== Task goal ==
Your answer must be an exact copy of the data below.

== Dataset content ==

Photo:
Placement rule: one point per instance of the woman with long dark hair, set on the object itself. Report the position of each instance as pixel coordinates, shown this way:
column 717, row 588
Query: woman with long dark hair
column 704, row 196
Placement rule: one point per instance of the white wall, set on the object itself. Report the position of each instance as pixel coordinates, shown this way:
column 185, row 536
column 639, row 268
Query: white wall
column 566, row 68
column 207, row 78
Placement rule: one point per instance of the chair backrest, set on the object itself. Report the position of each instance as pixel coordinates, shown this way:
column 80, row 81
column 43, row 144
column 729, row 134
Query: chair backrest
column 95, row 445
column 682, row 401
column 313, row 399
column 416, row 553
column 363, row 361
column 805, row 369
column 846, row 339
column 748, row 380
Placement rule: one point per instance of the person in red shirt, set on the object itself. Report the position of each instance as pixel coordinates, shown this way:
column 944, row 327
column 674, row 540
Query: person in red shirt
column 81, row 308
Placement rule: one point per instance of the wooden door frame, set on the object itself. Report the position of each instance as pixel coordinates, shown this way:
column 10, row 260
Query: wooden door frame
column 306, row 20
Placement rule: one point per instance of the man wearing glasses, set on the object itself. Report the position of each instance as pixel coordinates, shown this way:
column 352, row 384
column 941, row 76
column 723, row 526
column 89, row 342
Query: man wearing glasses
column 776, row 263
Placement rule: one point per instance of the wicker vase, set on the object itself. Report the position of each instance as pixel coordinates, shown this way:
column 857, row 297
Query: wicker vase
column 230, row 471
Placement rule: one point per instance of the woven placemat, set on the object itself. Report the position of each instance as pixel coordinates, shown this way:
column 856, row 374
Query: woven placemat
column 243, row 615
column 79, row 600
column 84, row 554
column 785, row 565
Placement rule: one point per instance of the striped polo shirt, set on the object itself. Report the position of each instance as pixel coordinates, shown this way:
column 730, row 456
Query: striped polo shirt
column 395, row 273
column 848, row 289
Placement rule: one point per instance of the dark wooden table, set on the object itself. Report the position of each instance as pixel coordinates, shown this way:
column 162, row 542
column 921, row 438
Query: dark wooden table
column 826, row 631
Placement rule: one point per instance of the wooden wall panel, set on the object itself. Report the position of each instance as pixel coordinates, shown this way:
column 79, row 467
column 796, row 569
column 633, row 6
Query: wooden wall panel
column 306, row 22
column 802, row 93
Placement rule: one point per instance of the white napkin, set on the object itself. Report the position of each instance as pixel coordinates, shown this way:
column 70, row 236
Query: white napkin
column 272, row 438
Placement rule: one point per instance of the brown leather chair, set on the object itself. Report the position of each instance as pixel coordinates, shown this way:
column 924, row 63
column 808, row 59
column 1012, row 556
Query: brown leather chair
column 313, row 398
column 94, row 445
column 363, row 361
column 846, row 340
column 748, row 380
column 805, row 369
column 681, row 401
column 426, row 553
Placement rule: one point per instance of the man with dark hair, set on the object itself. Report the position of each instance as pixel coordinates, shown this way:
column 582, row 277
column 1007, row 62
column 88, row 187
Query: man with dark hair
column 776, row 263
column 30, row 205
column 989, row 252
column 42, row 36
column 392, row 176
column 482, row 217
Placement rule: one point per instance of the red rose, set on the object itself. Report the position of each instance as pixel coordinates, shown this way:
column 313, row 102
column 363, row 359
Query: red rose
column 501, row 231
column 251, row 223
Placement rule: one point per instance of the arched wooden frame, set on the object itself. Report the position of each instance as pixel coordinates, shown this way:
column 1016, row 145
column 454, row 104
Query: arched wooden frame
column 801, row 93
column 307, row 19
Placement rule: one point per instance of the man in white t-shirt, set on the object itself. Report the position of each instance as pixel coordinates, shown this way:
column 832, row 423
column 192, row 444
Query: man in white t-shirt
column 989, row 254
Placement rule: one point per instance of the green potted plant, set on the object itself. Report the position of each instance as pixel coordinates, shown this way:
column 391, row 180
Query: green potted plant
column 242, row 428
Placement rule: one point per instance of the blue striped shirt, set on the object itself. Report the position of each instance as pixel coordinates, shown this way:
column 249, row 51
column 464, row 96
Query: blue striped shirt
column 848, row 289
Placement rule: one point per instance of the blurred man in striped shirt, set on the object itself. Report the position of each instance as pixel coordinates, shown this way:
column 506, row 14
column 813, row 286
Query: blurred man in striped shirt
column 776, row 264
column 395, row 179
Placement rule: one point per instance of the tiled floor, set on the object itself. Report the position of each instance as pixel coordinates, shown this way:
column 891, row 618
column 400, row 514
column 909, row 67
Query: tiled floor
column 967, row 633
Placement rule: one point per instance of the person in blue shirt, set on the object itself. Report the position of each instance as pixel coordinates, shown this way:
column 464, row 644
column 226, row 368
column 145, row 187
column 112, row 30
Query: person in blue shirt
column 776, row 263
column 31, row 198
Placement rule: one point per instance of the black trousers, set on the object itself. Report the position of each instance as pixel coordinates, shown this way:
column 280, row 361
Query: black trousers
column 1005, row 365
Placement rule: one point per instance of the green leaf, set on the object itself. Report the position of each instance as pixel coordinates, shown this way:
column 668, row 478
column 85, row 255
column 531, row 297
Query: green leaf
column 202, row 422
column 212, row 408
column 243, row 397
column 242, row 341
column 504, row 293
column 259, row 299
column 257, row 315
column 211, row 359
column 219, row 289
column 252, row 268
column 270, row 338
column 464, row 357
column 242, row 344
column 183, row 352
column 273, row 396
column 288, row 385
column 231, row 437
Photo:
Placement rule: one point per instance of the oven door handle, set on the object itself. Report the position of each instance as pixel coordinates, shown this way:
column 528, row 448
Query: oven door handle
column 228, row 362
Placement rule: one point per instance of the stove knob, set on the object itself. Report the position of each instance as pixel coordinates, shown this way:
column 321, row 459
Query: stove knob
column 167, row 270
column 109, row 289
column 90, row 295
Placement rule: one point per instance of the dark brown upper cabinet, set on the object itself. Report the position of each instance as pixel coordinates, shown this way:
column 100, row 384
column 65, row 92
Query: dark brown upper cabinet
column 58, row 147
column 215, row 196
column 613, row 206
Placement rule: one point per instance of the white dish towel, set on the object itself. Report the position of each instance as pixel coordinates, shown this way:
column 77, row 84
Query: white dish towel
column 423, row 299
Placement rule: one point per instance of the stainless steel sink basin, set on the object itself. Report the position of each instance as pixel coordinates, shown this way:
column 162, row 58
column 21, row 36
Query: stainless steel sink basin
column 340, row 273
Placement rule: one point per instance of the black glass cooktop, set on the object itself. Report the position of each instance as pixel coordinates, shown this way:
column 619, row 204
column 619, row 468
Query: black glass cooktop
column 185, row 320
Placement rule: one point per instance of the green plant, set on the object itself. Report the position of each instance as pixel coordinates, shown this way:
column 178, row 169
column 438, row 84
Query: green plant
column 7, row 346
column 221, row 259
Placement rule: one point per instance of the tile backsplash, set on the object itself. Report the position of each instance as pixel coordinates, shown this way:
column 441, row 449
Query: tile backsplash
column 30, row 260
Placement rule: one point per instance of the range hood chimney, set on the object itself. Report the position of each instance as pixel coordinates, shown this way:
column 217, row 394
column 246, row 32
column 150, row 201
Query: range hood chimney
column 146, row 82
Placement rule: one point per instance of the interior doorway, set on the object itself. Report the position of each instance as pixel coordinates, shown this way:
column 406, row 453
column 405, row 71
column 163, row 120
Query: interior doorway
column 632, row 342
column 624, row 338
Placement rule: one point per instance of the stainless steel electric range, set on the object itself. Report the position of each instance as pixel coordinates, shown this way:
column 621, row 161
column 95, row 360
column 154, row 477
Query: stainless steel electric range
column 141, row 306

== The completed task ==
Photo:
Placement rule: one point per instance of the woman with long dark hair, set on the object itself. Report the position of each instance as pixel coordinates, shown this way:
column 717, row 588
Query: woman with long dark hair
column 704, row 196
Placement rule: one point per instance of the white wall, set on the object itself. Report the position of each instance as pixel coordinates, shown this way:
column 185, row 536
column 639, row 268
Query: white wall
column 566, row 68
column 207, row 78
Placement rule: one point per instance of the chair backrest, set on the object itself. Report the position of each instance as pixel coordinates, shown this way:
column 80, row 81
column 43, row 144
column 729, row 134
Query: chair backrest
column 95, row 445
column 682, row 401
column 313, row 399
column 416, row 553
column 363, row 361
column 805, row 369
column 846, row 339
column 748, row 380
Placement rule: one point per instance of the person in red shirt, set on the object itself. Report the position of each instance as pixel coordinates, shown this way:
column 944, row 327
column 674, row 540
Query: person in red shirt
column 81, row 308
Placement rule: one point per instance of the wooden door frame, set on the object itself. Report the position of each instance as pixel coordinates, shown this way:
column 10, row 260
Query: wooden door frame
column 306, row 20
Placement rule: one point per instance of the man wearing glasses, set on the object itself. Report the position of each instance as pixel coordinates, shown this way:
column 352, row 384
column 941, row 76
column 723, row 526
column 89, row 342
Query: man wearing glasses
column 776, row 263
Placement rule: one point per instance of the wicker vase, set on the object itself. Report the position of each instance as pixel coordinates, shown this way:
column 857, row 297
Query: wicker vase
column 230, row 471
Placement rule: one point per instance of the woven placemat, set on the object itself. Report the position of each instance as pixel coordinates, shown this way:
column 856, row 374
Query: woven placemat
column 243, row 615
column 79, row 600
column 84, row 554
column 785, row 565
Placement rule: one point per instance of the striped polo shirt, set on the object itself. Report the position of each instance as pixel coordinates, shown this way:
column 730, row 456
Query: striped polo shirt
column 395, row 273
column 848, row 289
Placement rule: one point per instance of the dark wooden table, set on the object itself. Report the position of each instance as pixel coordinates, shown this way:
column 162, row 542
column 921, row 438
Query: dark wooden table
column 826, row 631
Placement rule: one point per instance of the wooden wall panel, set on the object itself. Report the position of each instance as pixel coordinates, shown this way:
column 79, row 467
column 796, row 569
column 633, row 6
Query: wooden wall panel
column 306, row 22
column 802, row 93
Placement rule: one point per instance of the white napkin, set on the object itself. Report the position of each instance as pixel coordinates, shown this way:
column 70, row 236
Query: white napkin
column 272, row 438
Placement rule: one point per instance of the brown leather chair, set on the object itself. Report the position of each instance as pixel coordinates, shown this way:
column 924, row 63
column 808, row 59
column 1012, row 556
Query: brown leather chair
column 313, row 398
column 94, row 445
column 363, row 361
column 846, row 340
column 748, row 380
column 805, row 369
column 681, row 401
column 426, row 553
Placement rule: one point per instance of the man with dark hair, set on the object itself. Report the position of each instance as pixel coordinates, shown this way:
column 582, row 277
column 1007, row 62
column 88, row 187
Query: man with dark hair
column 776, row 263
column 30, row 205
column 989, row 252
column 42, row 36
column 392, row 176
column 482, row 217
Placement rule: one point per instance of the red rose, set on the object itself. Report the position of each instance as pixel coordinates, shown this way:
column 313, row 102
column 363, row 359
Query: red rose
column 501, row 231
column 251, row 223
Placement rule: one point per instance of the arched wooden frame, set on the object itself. Report the position of each instance as pixel coordinates, shown this way:
column 1016, row 145
column 454, row 104
Query: arched wooden frame
column 801, row 93
column 307, row 19
Placement rule: one point per instance of the man in white t-shirt, set on the object itself. Report the position of each instance as pixel coordinates, shown this way:
column 832, row 423
column 192, row 444
Query: man in white t-shirt
column 989, row 254
Placement rule: one point per instance of the green potted plant, set on the object itself. Report the position of each instance as pixel coordinates, shown this way:
column 391, row 180
Query: green potted plant
column 242, row 428
Placement rule: one point per instance of the blue striped shirt, set on the object itself. Report the position of each instance as pixel coordinates, shown this way:
column 249, row 51
column 464, row 96
Query: blue striped shirt
column 848, row 289
Placement rule: one point per instance of the blurred man in striped shirt, set on the object itself. Report the position of each instance as pixel coordinates, shown this way:
column 506, row 14
column 813, row 286
Query: blurred man in striped shirt
column 776, row 264
column 395, row 179
Placement rule: one point per instance of the tiled floor, set on the object itself. Report the position of each instance as pixel coordinates, shown this way:
column 891, row 618
column 400, row 514
column 909, row 67
Query: tiled floor
column 967, row 633
Placement rule: one point per instance of the person in blue shirt, set on the object itself. Report the position of each instance as pixel coordinates, shown this way:
column 464, row 644
column 226, row 368
column 145, row 187
column 112, row 30
Query: person in blue shirt
column 776, row 263
column 31, row 198
Placement rule: one point per instance of the black trousers, set on the object itself. Report the position of each instance as pixel coordinates, shown this way:
column 280, row 361
Query: black trousers
column 1005, row 365
Placement rule: one point per instance of the green leaf, set on the object itself. Report the position of each instance as pixel coordinates, shown this way:
column 668, row 478
column 85, row 255
column 531, row 297
Query: green leaf
column 202, row 422
column 212, row 408
column 243, row 397
column 242, row 341
column 504, row 293
column 259, row 299
column 257, row 315
column 211, row 359
column 219, row 289
column 252, row 268
column 270, row 338
column 464, row 357
column 242, row 344
column 183, row 352
column 273, row 396
column 288, row 385
column 231, row 437
Photo:
Placement rule: one point per instance of the oven door handle, set on the object itself. Report the position of each instance as pixel coordinates, shown this way:
column 528, row 448
Query: oven door handle
column 228, row 362
Placement rule: one point per instance of the stove knob, set on the object itself. Report the position of each instance as pixel coordinates, shown this way:
column 321, row 459
Query: stove knob
column 167, row 270
column 109, row 289
column 90, row 295
Placement rule: one point per instance of the dark brown upper cabinet, set on the object itself. Report the position of each instance as pixel coordinates, shown this way:
column 100, row 384
column 65, row 92
Query: dark brown upper cabinet
column 58, row 147
column 215, row 196
column 613, row 206
Placement rule: one point per instance of the white dish towel, set on the object itself. Report the position of each instance as pixel coordinates, shown this way:
column 77, row 84
Query: white dish towel
column 423, row 299
Placement rule: one point per instance of the stainless steel sink basin, set on the object itself. Report the position of each instance as pixel coordinates, shown this way:
column 162, row 58
column 21, row 36
Query: stainless steel sink basin
column 340, row 273
Placement rule: one point per instance of the black glass cooktop, set on the object itself. Report the position of each instance as pixel coordinates, shown this way:
column 619, row 204
column 619, row 468
Query: black glass cooktop
column 185, row 320
Placement rule: one point per instance of the green plant, set on the object itself. Report the position of each instance as pixel coordinates, shown this way:
column 178, row 169
column 438, row 84
Query: green plant
column 7, row 346
column 221, row 259
Placement rule: one point per instance of the tile backsplash, set on the object itself. Report the position of each instance as pixel coordinates, shown this way:
column 441, row 449
Query: tile backsplash
column 30, row 260
Placement rule: one point per instance of the range hood chimney, set on the object itself. Report the position of each instance as pixel coordinates, shown this way:
column 217, row 394
column 246, row 32
column 150, row 201
Query: range hood chimney
column 146, row 82
Placement rule: one point per instance of the interior doorway, set on the object itself. Report the position of each instance as pixel coordinates, shown this way:
column 406, row 453
column 405, row 71
column 163, row 120
Query: interior doorway
column 632, row 342
column 624, row 338
Placement rule: one point per instance of the stainless steel electric range, set on the object itself. Report the position of each instance as pixel coordinates, shown this way:
column 621, row 161
column 95, row 360
column 154, row 477
Query: stainless steel electric range
column 141, row 306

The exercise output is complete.